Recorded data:
• • • • • • •
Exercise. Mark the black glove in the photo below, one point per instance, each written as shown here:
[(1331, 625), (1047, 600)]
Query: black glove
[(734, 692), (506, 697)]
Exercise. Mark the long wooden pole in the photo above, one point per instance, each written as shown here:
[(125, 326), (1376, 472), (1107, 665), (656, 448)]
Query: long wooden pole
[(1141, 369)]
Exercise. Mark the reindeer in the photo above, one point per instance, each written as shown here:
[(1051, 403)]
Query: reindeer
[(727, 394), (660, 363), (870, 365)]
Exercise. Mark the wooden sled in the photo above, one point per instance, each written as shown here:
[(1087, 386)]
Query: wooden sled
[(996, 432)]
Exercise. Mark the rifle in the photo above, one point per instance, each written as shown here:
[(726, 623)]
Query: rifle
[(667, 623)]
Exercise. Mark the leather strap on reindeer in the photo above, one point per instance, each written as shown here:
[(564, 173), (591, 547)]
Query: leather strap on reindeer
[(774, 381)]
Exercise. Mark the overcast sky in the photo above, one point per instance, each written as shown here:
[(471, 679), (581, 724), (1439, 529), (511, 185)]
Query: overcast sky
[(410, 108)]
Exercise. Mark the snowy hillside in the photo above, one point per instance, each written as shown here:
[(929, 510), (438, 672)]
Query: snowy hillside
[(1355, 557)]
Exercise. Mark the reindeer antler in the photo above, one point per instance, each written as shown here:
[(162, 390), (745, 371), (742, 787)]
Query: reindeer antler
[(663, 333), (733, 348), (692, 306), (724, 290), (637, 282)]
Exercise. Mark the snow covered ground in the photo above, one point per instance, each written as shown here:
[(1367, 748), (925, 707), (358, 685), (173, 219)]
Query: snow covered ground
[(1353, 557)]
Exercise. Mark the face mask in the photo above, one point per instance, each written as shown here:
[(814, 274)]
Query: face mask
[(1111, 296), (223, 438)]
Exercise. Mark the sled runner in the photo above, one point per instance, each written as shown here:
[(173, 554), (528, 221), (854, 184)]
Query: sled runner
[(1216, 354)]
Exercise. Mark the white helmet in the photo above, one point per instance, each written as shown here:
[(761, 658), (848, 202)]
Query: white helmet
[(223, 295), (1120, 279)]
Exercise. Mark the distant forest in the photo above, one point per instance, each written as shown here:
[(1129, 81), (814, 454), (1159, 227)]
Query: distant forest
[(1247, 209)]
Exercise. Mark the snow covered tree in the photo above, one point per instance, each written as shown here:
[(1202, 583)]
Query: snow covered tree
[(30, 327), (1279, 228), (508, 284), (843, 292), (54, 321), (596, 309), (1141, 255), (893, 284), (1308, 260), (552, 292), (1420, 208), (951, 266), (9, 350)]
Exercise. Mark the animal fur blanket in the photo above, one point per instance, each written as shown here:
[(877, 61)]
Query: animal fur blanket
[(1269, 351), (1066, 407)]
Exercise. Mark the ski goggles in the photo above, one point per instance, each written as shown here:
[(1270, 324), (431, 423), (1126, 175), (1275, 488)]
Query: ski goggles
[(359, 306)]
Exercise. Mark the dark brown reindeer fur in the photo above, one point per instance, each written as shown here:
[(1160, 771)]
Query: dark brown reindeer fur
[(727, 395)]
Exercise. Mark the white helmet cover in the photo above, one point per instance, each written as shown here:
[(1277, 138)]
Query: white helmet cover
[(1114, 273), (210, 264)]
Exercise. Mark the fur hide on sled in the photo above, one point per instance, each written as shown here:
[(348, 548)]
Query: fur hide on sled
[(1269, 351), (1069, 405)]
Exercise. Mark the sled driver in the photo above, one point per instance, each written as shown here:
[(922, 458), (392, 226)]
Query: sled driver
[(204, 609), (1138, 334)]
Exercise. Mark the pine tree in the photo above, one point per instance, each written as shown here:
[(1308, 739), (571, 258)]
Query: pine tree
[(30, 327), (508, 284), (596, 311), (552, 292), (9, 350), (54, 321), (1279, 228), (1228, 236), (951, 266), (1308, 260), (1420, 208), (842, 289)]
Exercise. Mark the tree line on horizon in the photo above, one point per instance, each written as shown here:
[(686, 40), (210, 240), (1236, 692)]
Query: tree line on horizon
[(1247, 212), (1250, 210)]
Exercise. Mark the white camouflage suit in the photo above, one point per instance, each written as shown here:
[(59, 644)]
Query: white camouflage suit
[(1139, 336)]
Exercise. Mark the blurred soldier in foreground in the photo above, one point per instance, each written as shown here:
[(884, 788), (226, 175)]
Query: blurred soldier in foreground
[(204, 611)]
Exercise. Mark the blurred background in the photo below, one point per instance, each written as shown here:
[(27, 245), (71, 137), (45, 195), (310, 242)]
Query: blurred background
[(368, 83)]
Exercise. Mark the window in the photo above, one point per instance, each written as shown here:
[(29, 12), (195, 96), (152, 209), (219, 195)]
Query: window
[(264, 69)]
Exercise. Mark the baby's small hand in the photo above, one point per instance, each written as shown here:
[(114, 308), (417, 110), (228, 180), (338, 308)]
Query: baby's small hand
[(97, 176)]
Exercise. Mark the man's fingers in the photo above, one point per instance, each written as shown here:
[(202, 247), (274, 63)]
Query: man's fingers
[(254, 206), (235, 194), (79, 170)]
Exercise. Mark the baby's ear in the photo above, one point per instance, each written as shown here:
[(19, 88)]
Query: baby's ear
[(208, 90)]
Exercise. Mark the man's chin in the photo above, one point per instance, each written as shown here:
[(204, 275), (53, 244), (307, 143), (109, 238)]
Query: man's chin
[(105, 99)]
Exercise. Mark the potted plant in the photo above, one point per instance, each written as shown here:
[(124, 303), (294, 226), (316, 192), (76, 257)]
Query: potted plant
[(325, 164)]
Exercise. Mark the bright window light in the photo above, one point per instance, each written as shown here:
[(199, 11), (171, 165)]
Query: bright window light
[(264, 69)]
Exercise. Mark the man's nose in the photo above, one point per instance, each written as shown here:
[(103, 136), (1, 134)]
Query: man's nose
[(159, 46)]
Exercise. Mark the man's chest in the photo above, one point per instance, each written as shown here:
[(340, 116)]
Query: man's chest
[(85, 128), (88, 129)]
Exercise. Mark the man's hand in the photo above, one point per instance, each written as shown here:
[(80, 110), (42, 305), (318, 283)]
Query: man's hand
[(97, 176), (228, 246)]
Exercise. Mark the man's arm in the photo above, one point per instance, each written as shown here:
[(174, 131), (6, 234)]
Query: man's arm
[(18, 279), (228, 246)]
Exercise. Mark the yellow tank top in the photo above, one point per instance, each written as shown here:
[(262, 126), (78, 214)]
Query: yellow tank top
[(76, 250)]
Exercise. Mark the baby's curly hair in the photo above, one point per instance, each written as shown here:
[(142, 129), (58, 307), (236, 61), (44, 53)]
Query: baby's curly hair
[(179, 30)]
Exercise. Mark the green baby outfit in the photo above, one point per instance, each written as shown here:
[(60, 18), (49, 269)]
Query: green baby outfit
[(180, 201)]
• • • • • • •
Copy out the stretch of data from the line containing "Exercise. Mark the white helmet cover" through the line containing "[(1269, 351), (1069, 405)]", keeping every line, and multiply each coordinate in the answers by 0.2, rounding to whole numbers with halves going up. Leave all other numbers as they are, and give only these lines.

Exercise. Mark the white helmet cover in the photo above, one point per instance, each written as shown here:
[(1277, 138)]
Query: white helmet cover
[(223, 55), (42, 53)]
Exercise. Mark the fur hide on sled in the photo above, one point per instance, each written as shown here:
[(348, 548)]
Query: fur hide on sled
[(254, 70), (214, 81)]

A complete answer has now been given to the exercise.